**What you have to do:** Write out every entry word for word.

**Extracted records:**
____________

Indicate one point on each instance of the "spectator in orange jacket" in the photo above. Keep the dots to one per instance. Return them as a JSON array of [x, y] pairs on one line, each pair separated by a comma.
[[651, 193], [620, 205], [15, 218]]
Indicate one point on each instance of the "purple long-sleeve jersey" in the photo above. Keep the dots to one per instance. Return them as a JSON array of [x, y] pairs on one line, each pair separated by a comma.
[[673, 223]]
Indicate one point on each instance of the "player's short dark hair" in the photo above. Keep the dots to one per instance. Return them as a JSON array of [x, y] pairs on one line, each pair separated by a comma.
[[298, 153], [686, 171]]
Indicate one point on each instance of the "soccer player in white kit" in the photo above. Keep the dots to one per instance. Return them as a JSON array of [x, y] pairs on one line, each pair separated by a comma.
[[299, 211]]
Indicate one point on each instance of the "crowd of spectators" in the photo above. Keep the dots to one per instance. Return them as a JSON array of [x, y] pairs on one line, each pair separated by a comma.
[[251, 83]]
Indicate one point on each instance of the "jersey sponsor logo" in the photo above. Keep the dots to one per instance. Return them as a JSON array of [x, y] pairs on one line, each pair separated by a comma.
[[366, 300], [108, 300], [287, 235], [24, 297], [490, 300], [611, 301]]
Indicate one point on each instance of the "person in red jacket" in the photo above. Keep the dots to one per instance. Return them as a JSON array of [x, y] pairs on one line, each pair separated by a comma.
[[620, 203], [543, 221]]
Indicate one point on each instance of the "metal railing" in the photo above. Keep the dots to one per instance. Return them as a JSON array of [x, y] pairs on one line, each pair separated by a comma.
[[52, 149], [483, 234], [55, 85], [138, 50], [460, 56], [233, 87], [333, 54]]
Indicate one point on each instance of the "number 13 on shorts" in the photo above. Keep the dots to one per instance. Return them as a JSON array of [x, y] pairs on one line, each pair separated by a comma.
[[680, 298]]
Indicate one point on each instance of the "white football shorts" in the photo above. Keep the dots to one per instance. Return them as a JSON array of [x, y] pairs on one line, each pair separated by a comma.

____________

**Worked solution:**
Indicate one point on each instance of the "spectator in orange jacket" in the photo above. Keep the dots to one per instance. Return them as a JSON array of [x, y] pairs on one line, each pair separated by a comma.
[[651, 193], [620, 205], [15, 218]]
Indicate one point on each instance of the "purple long-sleeve jersey" in the photo above. Keep the dots to one per instance. Return them as a JSON array of [x, y] pairs on one line, each pair separated by a comma.
[[673, 223]]
Indicate one point on each instance of the "player's short dark hair" in the photo above. Keep the dots to one per instance. Return them as a JSON array of [x, y] pairs on one line, each pair separated by a comma.
[[298, 153], [686, 171]]
Indicate one point on each instance of the "soccer player in white kit" in the photo above. Keep the dots to one per instance. Return them as a JSON array of [x, y] pairs on one line, each pair separated by a comma.
[[299, 211]]
Indicate one point on each instance of the "crowd of spectators" in the photo above. Keep the dots to one per instance. Return them as a JSON array of [x, y] pairs on one line, each pair separated by a comma.
[[251, 83]]
Indicate one point on each instance of the "jersey sponsor logo" in the photo above. Keep the dots to one per instance. Return them as a JSON array of [x, y] pairs on one line, each pair separated by a comma.
[[366, 300], [108, 300], [287, 235], [24, 297], [490, 300], [611, 301]]
Indicate one point on each instance of the "person in red jacket" in the photo above. Keep the dots to one per instance. Return them as a JSON array of [x, y] pairs on one line, each pair separated by a comma.
[[620, 203], [543, 221]]
Indicate one point on each instance of the "metal railing" in the photo above. Keep the dots to one per instance. Return them as a JSON array of [x, y] pairs on one line, each pair separated by a comma.
[[52, 149], [483, 234], [55, 85], [138, 50], [460, 56], [233, 87], [333, 54]]
Indicate one point on each instance of the "number 13 on shorts" in the photo above. Keep the dots to one per instance. Return them as a JSON array of [x, y] pairs on one line, each pair separated by a comma.
[[680, 298]]
Indicate one point on each instance of the "white football shorts" in the photo above. Keep the dots to one per instance. Return them as a JSON array of [x, y] pairs on one line, each pair separated by a comma.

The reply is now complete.